DATA LISTING Block Start

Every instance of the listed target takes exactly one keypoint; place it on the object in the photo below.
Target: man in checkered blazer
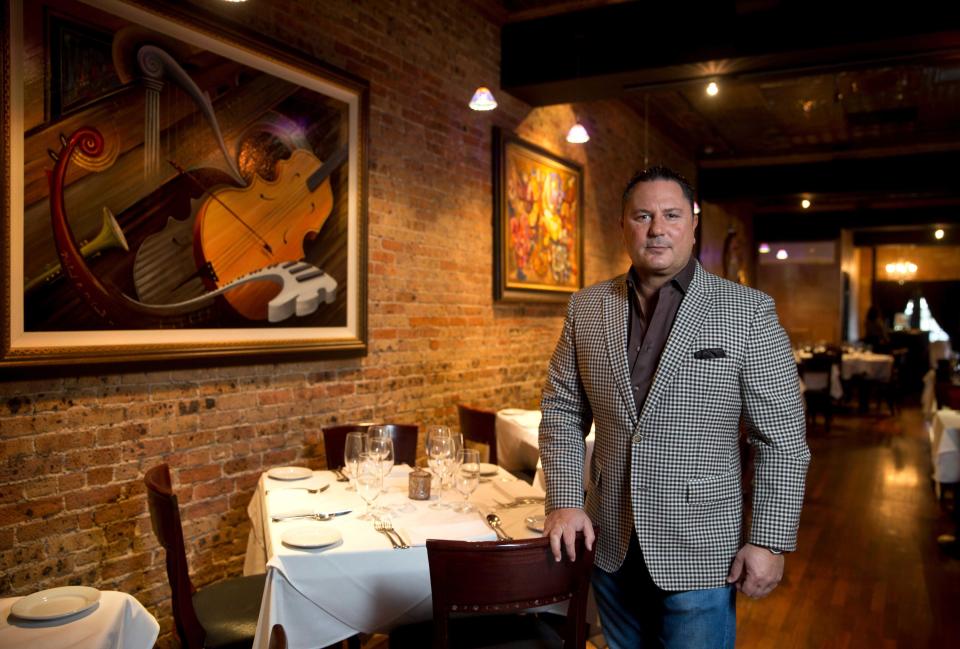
(665, 360)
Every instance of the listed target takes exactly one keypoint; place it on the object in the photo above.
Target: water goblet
(467, 477)
(369, 482)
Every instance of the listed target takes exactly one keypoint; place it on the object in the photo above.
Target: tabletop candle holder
(419, 485)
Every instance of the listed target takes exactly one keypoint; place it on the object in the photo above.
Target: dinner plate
(56, 603)
(289, 472)
(488, 469)
(311, 536)
(535, 523)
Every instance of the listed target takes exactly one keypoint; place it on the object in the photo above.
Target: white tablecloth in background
(873, 367)
(118, 621)
(518, 431)
(945, 445)
(361, 585)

DATA LISTING Block End

#### WHAT IS NEEDED:
Give the listing above again in its entirety, exactly as written and free of images.

#### SOLUTION FOR THIS EXERCISE:
Every instance of the listed target takes exactly one keypoint; place it on the object in the photo below.
Target: man in checkered blazer
(665, 360)
Every instance of the listed target takes exactly one keypoint; place it on the object in the photo above.
Target: water goblet
(467, 477)
(369, 482)
Every instance of the listed target takes exactly one keypoint; place it on the object in the photo above.
Target: tabletop candle holder
(419, 485)
Every instance of the listed target takes exactly one keypoint; place it on the object in the photo above.
Target: dinner plate
(56, 603)
(289, 472)
(488, 469)
(311, 536)
(535, 523)
Every instance of the listed target takes exactly one keypoint; place it on the object in the photo above.
Target: white tablecloth in background
(873, 367)
(118, 621)
(518, 431)
(945, 445)
(361, 585)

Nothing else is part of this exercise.